── Ausgewählter Auszug

Zugegeben, die Idee einer «Barbie»-Realverfilmung hat mich vorab nicht interessiert. Als Junge war ich eher der Star-Wars und Schlümpfe-Typ. Und die Animationsfilme, die ich irgendwann mal gesehen habe, waren grauenvoll.
Mein Interesse wurde auch nicht grösser durch die Tatsache, dass das US-Autorenfilmduo Greta Gerwig und Noah Baumbach das Drehbuch geschrieben und Regie geführt hat, obwohl ich die zwei sehr mag. Die wollen sicher nur Geld machen, dachte ich.
Barbie-Hype im Netz
Doch ich wurde über Monate weichgekocht: Im April 2022 ploppte bei mir auf Social Media das erste Foto von Hollywoodstar Margot Robbie als Barbie auf: künstlich, comicartig, bunt, aber irgendwie faszinierend.

────
── Bereitgestellte Daten

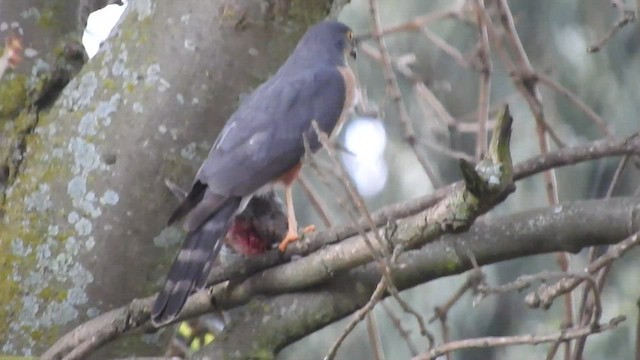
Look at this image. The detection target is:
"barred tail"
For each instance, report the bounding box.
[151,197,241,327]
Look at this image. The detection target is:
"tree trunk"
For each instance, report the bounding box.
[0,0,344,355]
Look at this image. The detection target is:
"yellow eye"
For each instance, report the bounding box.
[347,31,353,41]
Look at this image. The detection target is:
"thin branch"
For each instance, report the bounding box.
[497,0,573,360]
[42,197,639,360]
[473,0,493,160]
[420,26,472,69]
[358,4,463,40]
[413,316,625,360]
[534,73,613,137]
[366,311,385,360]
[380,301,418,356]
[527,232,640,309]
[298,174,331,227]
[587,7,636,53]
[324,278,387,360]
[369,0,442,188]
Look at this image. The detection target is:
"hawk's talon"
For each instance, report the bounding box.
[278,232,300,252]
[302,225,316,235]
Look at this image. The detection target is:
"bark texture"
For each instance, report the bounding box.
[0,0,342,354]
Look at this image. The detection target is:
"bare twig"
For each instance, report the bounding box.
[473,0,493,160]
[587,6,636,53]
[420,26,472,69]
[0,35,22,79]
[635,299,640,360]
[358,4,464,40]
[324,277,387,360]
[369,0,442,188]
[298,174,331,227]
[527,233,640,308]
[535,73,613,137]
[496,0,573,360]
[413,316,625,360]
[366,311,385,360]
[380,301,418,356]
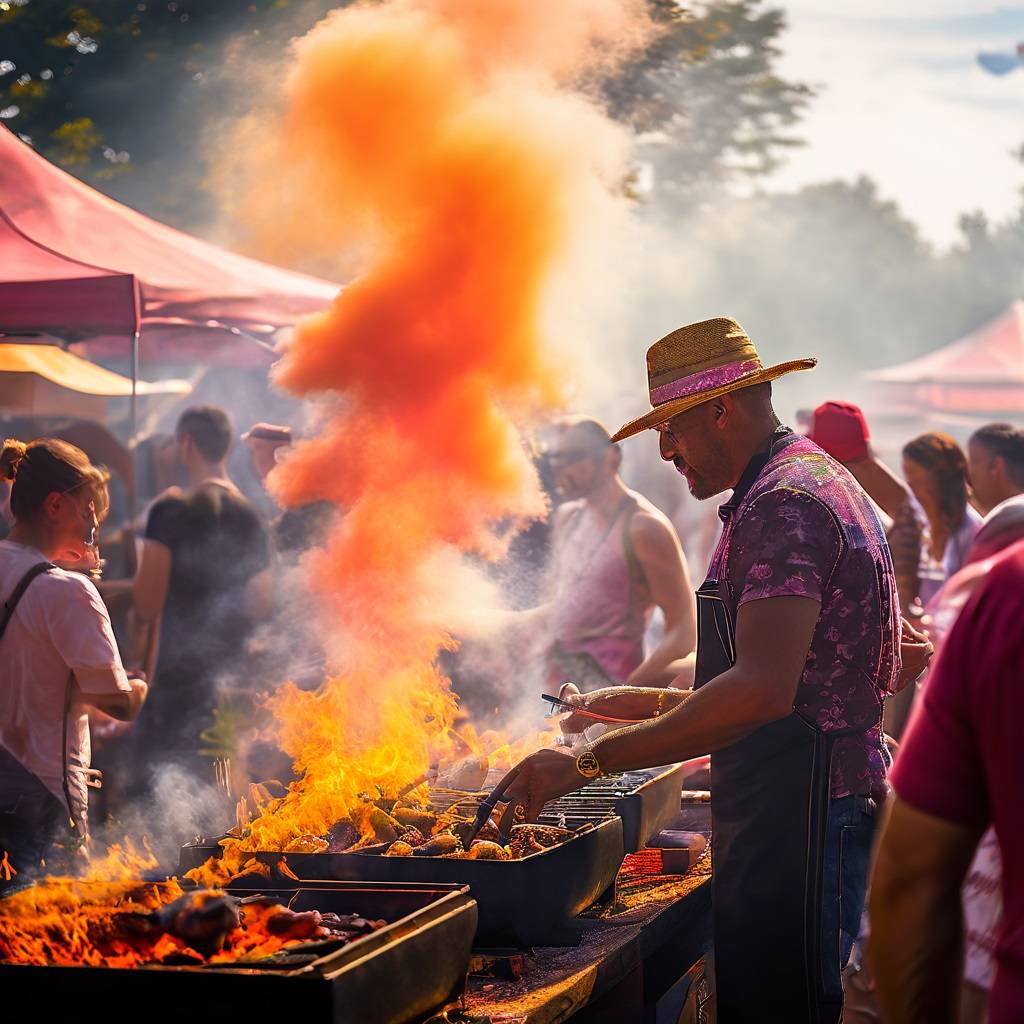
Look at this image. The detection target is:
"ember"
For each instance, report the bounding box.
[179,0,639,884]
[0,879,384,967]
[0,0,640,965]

────
── Bereitgestellte Daten

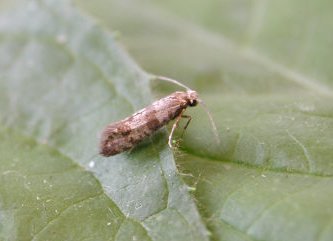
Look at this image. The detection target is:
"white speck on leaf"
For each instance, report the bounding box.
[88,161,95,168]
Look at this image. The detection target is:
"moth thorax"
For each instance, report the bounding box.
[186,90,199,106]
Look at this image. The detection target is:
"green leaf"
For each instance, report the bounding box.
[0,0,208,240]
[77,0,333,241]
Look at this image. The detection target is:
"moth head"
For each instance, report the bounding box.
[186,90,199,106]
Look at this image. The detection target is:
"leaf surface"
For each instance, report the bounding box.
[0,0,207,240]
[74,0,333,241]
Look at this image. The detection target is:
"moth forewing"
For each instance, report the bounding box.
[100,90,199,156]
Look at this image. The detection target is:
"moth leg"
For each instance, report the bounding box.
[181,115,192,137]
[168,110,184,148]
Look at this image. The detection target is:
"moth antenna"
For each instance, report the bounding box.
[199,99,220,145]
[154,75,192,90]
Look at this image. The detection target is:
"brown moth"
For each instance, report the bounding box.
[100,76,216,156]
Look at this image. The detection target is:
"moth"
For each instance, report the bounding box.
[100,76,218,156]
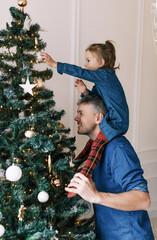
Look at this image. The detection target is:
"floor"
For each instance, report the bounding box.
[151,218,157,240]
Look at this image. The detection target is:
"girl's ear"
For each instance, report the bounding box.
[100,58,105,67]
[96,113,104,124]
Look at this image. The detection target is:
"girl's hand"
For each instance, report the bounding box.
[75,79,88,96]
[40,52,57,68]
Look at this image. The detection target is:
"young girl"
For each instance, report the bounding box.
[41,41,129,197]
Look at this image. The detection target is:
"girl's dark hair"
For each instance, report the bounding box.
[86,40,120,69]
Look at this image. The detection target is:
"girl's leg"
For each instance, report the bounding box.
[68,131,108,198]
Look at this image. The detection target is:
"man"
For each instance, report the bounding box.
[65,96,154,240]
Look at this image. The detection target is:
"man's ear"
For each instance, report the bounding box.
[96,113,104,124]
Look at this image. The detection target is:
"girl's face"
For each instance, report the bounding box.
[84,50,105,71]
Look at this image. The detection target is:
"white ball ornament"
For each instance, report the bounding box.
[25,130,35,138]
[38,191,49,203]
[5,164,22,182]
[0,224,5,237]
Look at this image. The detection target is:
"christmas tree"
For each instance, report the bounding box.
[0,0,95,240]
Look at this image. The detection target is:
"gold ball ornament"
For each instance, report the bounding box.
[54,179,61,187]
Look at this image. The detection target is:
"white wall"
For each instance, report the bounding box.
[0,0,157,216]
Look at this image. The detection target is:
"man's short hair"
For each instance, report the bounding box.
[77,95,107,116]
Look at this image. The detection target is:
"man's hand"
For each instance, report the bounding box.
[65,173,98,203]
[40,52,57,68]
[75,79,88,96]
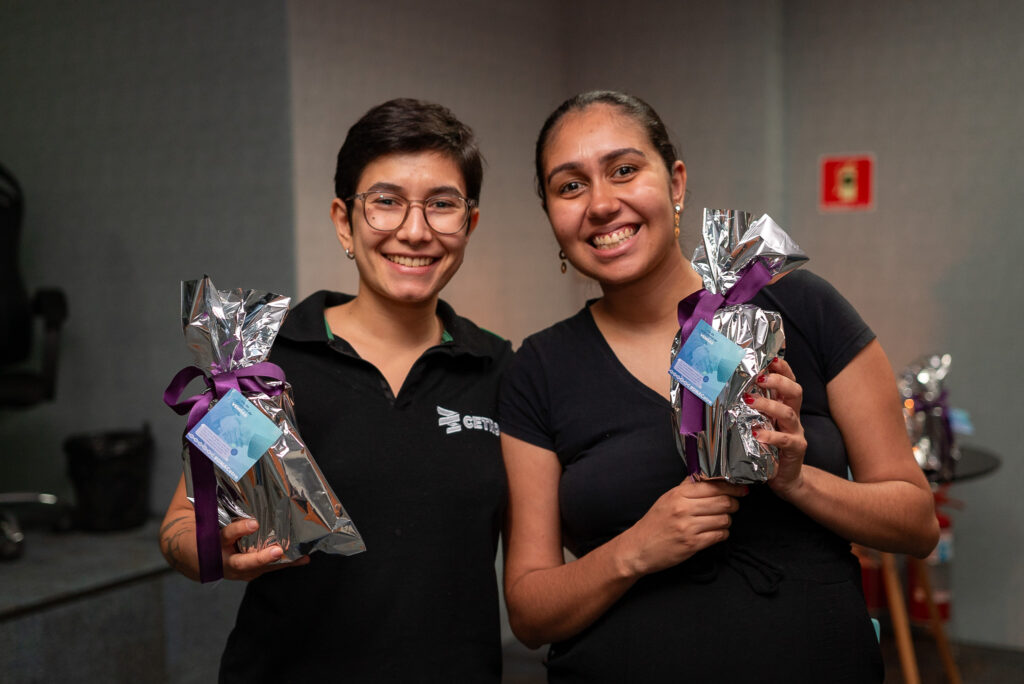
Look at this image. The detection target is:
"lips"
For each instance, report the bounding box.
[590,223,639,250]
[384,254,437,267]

────

Gib den Absatz des Auszugs, der mit «Doch ich wurde über Monate weichgekocht» beginnt, in kürzerer Form wieder und behalte seine wichtigsten Fakten bei.

• Lösung
Über Monate wurde ich umgestimmt: Im April 2022 erschien auf Social Media das erste Foto von Hollywoodstar Margot Robbie als Barbie. Es wirkte künstlich, comicartig und bunt, aber faszinierend.